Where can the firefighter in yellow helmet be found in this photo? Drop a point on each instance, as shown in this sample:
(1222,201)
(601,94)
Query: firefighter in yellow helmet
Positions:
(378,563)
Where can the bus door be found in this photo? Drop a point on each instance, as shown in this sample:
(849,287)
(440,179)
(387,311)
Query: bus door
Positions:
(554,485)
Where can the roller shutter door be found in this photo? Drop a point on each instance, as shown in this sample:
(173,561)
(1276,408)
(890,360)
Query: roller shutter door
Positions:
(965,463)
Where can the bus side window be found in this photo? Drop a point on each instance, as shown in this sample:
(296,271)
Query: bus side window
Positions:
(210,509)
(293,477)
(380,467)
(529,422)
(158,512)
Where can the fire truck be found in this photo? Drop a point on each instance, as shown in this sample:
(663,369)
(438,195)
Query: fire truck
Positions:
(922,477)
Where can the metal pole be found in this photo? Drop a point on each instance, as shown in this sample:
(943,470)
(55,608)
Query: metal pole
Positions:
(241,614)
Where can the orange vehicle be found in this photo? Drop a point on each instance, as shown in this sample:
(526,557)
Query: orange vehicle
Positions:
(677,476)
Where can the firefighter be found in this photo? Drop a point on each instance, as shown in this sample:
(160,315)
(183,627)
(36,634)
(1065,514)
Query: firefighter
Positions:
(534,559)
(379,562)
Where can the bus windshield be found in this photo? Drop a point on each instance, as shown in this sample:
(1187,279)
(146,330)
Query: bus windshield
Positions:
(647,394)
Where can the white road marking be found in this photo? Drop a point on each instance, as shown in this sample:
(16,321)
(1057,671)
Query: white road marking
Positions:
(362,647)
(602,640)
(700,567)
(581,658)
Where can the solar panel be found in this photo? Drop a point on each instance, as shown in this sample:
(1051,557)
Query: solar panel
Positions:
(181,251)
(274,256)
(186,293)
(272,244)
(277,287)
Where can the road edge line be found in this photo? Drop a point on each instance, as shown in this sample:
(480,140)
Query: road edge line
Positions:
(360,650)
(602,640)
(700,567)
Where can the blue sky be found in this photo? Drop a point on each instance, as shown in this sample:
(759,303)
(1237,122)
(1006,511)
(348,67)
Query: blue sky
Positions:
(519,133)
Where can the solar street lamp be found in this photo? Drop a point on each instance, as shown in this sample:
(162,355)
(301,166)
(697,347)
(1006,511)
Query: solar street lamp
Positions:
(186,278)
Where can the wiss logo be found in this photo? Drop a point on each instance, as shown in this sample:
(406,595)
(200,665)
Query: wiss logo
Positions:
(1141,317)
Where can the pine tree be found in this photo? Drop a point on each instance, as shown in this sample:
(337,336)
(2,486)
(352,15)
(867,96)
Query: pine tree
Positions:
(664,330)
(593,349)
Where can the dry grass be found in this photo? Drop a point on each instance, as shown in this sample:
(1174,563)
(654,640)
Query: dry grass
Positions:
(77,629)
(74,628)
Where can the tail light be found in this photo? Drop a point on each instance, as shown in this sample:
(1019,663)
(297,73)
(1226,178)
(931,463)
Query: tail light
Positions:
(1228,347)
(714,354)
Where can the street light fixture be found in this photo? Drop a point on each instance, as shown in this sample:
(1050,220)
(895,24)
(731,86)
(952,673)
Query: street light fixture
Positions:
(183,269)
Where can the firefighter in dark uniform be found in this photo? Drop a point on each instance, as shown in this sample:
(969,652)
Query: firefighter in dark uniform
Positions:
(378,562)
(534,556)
============
TASK REQUIREMENTS:
Make an exact copy of every entry.

SOLUTION FOR THIS PROBLEM:
Where can the firefighter in yellow helmet be found in this photo? Drop a point on each instance, as shown in this sample:
(1222,201)
(601,94)
Query: firefighter in yellow helmet
Positions:
(378,563)
Where can the bus door be found in this photo? Drop a point on each instance, as shown in this sample:
(849,287)
(440,179)
(387,311)
Query: bus door
Positions:
(554,485)
Where can the roller shutter door be found in this photo? Drop a point on each instance, as shown in this sample:
(173,561)
(1276,408)
(890,360)
Query: roller shutter door
Positions:
(965,463)
Where can the bus side window be found in this photo? Drop a point on each instance, as shown in this sample:
(296,271)
Query: bus side window
Positions:
(210,509)
(293,477)
(380,467)
(529,422)
(158,512)
Where can the fire truck be found in this photo? Drop a point on each instance, as shown in this sample:
(663,369)
(438,195)
Query: fire truck
Positions:
(922,477)
Where can the metal pole be found in this photo? Drop a point on each instance, as shown in this sample:
(943,470)
(55,608)
Query: metal pole
Positions:
(241,614)
Where can the orange vehicle be found in this photo? Drop a point on each instance, as shown in this sample:
(526,557)
Query: orange vehicle
Positions:
(677,476)
Where can the firefighter be found in this photo? Drop a point on each instance, as shown in this sample:
(160,315)
(183,627)
(36,634)
(1065,514)
Query: firefighter
Positions:
(534,559)
(379,562)
Where can the bus windshield be found in this photo? Drop a point on each instance, as shown in this sample:
(1187,279)
(146,330)
Query: bus windshield
Positions:
(647,394)
Where can the white road marking be found in this photo? Drop a point on each instance, as shown in this sample:
(16,321)
(1057,671)
Query: white road marking
Positions:
(362,647)
(602,640)
(700,567)
(581,658)
Where can the solar panel be found in this photo? Drop a point on each instance, as shown in this sample:
(1051,557)
Query: solar panel
Positions:
(181,251)
(274,256)
(186,293)
(272,244)
(277,287)
Where can the road edge line be found in this photo? Drop a point on each instance, as shown in this sample:
(480,140)
Query: road edge line
Positions:
(360,650)
(602,640)
(700,567)
Where can the blue sky be found in this photo? Drop a point on each instance, as shown in this sample:
(759,303)
(1237,122)
(1006,511)
(348,67)
Query: blue sky
Positions:
(519,133)
Where can the solar street lamp be found in this photo? Drop a point on each instance, as shown in this sample:
(162,355)
(301,166)
(697,347)
(1006,511)
Query: solar street lamp
Positions:
(186,278)
Where can the wiss logo be found in this photo? Drop a point on each instance, as shown in this sample:
(406,595)
(200,665)
Query: wiss logo
Positions:
(1141,317)
Where can the pine tree be found in this photo? Drop a point on each instance, as shown in this sample:
(337,336)
(2,486)
(352,15)
(867,96)
Query: pine tree
Positions:
(664,330)
(593,349)
Where can the dry grass be found in this photo? Drop a point on each instance, as shown in this sample:
(1174,563)
(654,640)
Query: dry grass
Positions:
(77,629)
(74,628)
Where can the tail light be found in this photo? Drop a point on each instance, as shown in this sample:
(1019,663)
(297,73)
(1226,178)
(931,463)
Query: tail light
Positions:
(1228,347)
(714,354)
Where can the street light fixture be found in this photo? Drop a point on each instance, as shown in this sample:
(1050,220)
(895,24)
(731,86)
(952,673)
Query: street light fixture
Positions:
(183,269)
Where can the firefighter in dark uniform be found in this photo? Drop a point on each instance, as shown in this sample:
(969,652)
Query: firefighter in dark uniform
Positions:
(378,562)
(534,556)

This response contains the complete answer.